* **Written task**
Return all of the data below verbatim, leaving out the pictures.

'''

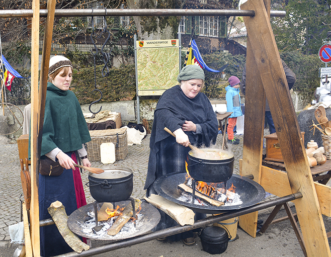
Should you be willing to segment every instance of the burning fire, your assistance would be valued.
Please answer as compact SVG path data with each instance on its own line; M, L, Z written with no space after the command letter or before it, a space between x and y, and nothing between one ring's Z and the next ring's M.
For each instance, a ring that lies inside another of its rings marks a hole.
M185 176L186 182L188 185L190 182L192 182L193 180L190 176L188 168L188 162L185 161L185 168L187 174ZM224 182L220 183L210 183L208 184L203 181L196 182L195 189L198 191L206 195L210 198L216 199L219 199L220 194L222 195L222 202L232 201L235 197L235 187L232 183L231 187L228 189L225 188L225 185Z
M122 211L123 211L123 209L119 211L119 209L120 207L118 205L116 206L116 209L115 209L107 208L106 210L106 212L108 214L108 219L119 215L121 212L122 212Z

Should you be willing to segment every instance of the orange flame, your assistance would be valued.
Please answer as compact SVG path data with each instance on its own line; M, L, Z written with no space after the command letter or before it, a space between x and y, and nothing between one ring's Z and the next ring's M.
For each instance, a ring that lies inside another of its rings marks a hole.
M187 161L185 161L185 169L186 169L187 174L185 175L185 179L188 179L189 178L191 178L190 176L190 173L189 172L189 169L187 168L187 166L189 164L187 163Z
M119 215L121 211L118 211L120 207L118 205L116 206L116 209L115 210L113 209L109 209L109 208L107 208L106 210L106 212L107 212L107 213L108 214L108 218Z
M233 186L233 183L232 183L231 185L231 187L228 189L227 191L232 193L235 193L235 187Z

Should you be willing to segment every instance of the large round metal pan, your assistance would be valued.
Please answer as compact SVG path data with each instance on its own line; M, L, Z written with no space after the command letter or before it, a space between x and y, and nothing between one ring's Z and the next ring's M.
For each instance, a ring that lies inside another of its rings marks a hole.
M240 196L242 204L229 206L203 206L182 202L178 200L182 191L178 189L177 185L184 183L186 175L186 173L172 173L162 176L154 183L154 188L166 199L202 213L222 213L248 207L259 203L266 197L266 191L260 184L249 179L233 175L227 182L227 187L233 184L236 188L235 192Z
M131 204L131 202L123 201L115 203L115 206L119 205L120 207L126 206L128 204ZM120 231L118 234L114 236L109 235L106 233L103 236L100 236L94 234L92 232L92 230L89 230L88 232L84 231L81 224L84 223L84 218L87 215L88 212L94 212L93 203L82 206L71 213L68 218L68 227L76 235L87 238L96 240L116 241L143 235L150 232L157 225L160 221L160 216L157 209L147 203L143 202L141 206L141 210L139 213L143 216L137 220L137 230L133 230L132 232L127 231L125 233L121 233Z

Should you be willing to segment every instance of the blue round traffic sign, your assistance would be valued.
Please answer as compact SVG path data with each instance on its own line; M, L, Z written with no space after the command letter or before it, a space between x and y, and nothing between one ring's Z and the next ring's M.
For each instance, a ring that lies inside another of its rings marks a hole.
M331 61L331 45L325 44L320 47L318 51L319 59L323 62L330 62Z

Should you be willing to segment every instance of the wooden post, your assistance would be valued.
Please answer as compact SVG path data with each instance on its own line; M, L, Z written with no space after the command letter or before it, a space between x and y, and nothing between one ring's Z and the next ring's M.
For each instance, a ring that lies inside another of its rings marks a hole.
M254 17L243 19L252 46L253 61L260 72L270 107L292 192L303 195L295 203L307 255L330 256L304 145L268 14L262 0L249 0L241 8L255 11Z
M38 193L39 157L41 146L42 127L45 112L45 101L47 89L48 65L50 55L53 26L55 16L55 0L49 0L48 10L44 37L40 72L40 90L38 89L39 55L39 2L33 0L32 33L31 41L31 240L33 255L40 256L39 234L39 207Z
M270 17L270 1L264 0L264 2ZM254 181L261 184L266 96L249 39L247 40L246 58L245 136L240 174L244 176L252 174ZM258 212L255 212L239 217L239 226L253 237L256 236L258 214Z
M31 116L30 129L31 153L31 204L30 223L31 242L34 257L40 256L39 204L38 195L37 169L39 157L37 152L38 116L38 91L39 56L39 1L33 0L33 16L31 35Z

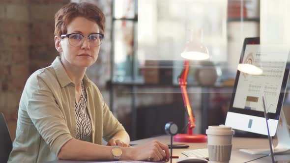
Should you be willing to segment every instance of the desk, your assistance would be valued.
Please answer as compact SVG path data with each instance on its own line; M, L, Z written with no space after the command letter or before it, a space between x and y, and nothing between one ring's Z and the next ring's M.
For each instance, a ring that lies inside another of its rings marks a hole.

'''

* **Exercise result**
Should you be willing to segment every instance of the burning fire, your assistance would be valued.
Please answer as compact SVG path data with each instance on its own line; M, L, Z written with no space after the command letter or before it, a space between x and y, and nothing between one ring's Z and the next ring's M.
For each instance, a ring that lies inside another of its rings marks a hole.
M185 176L186 182L188 185L190 182L192 182L193 180L190 176L188 168L188 162L185 161L185 168L187 174ZM224 182L220 183L210 183L208 184L203 181L196 182L195 189L198 191L206 195L210 198L216 199L219 199L220 194L222 195L222 202L232 201L235 197L235 187L232 183L231 187L228 189L225 188L225 185Z
M122 211L123 211L123 209L119 211L119 209L120 207L118 205L116 206L116 209L115 209L107 208L106 210L106 212L108 214L108 219L119 215L121 212L122 212Z

Should you be willing to segment every instance of the orange flame, your assistance would be valued.
Please answer as compact SVG path data with each instance on its own line; M, L, Z written with no space after the command letter or before it, a space between x and y, and nothing between one ring's Z and the next ring's M.
For each instance, a ring that lies inside another of its rings marks a hole.
M187 161L185 161L185 169L186 169L187 174L185 175L185 179L188 179L189 178L191 178L190 176L190 173L189 172L189 169L187 168L187 166L189 164L187 163Z
M119 215L121 211L118 211L120 207L118 205L116 206L116 209L115 210L113 209L109 209L109 208L107 208L106 210L106 212L107 212L107 213L108 214L108 218Z
M233 186L233 183L232 183L231 185L231 187L228 189L227 191L232 193L235 193L235 187Z

Should you be willing to segment every instance of the large round metal pan, your assistance would be valued.
Please answer as compact SVG path data with each instance on its own line; M, L, Z written with no space after the command letter or before it, a space between x and y, and nothing between one ring's Z and the next ring's M.
For each instance, a ring that lies inside another of its rings marks a hole.
M240 196L242 204L229 206L203 206L182 202L178 200L182 191L178 189L177 185L184 183L186 175L186 173L172 173L162 176L154 183L154 188L166 199L202 213L222 213L248 207L259 203L266 197L266 191L260 184L249 179L233 175L227 182L227 187L233 184L236 188L235 192Z
M131 204L131 202L123 201L115 203L115 206L119 205L120 207L126 206L128 204ZM120 231L118 234L114 236L109 235L106 233L103 236L100 236L94 234L92 232L92 230L89 230L88 232L84 231L81 224L84 223L84 218L87 215L88 212L94 212L93 203L82 206L71 213L68 218L68 227L76 235L87 238L96 240L116 241L143 235L150 232L157 225L160 221L160 216L157 209L147 203L143 202L141 206L141 210L139 213L143 216L137 220L137 230L133 230L132 232L127 231L125 233L121 233Z

Should you be willing to segment every instance of the blue round traffic sign, your assistance would be valued.
Please answer as compact SVG path data with each instance on its own line; M, L, Z written with no space after the command letter or before it, a space between x and y, and nothing between one ring's Z and the next ring's M.
For each instance, a ring that lies inside another of its rings marks a hole.
M331 61L331 45L325 44L320 47L318 51L319 59L323 62L330 62Z

Should you be willing to segment every instance of the wooden post, your assistance would be valued.
Please answer as compact SVG path data with each instance on its own line; M, L, Z written with no space after the command letter or before it, a space between x and y, and nothing between one ring's Z and the next ring's M.
For each instance, a ring that lies inside another of its rings marks a hole.
M254 17L243 19L252 46L253 61L260 72L270 107L292 192L303 195L295 203L307 255L330 256L304 145L268 14L262 0L249 0L241 8L255 11Z
M38 193L39 157L41 146L42 127L45 112L45 101L47 89L48 65L50 55L53 26L55 16L55 0L49 0L48 10L44 37L40 72L40 90L38 89L39 55L39 2L33 0L32 33L31 41L31 240L33 255L40 256L39 234L39 207Z
M270 17L270 1L264 0L264 2ZM254 181L261 184L266 96L249 39L247 40L246 58L245 136L240 174L244 176L252 174ZM258 212L255 212L239 217L239 226L253 237L256 236L258 214Z
M31 116L30 129L31 153L31 204L30 223L31 242L34 257L40 256L39 204L38 195L37 169L39 157L37 152L38 116L38 91L39 56L39 1L33 0L33 16L31 35Z

Should you be willing to segment every instance of the desk, your assistance would be valued.
Please answer as compact SVG path data with each instance on its own line; M, L, Z written with no space after the command letter or before it, a space between x and y, and nothing between one ring's Z and the next ring's M.
For each instance, a ring that lies inside another of its rings marks a hole.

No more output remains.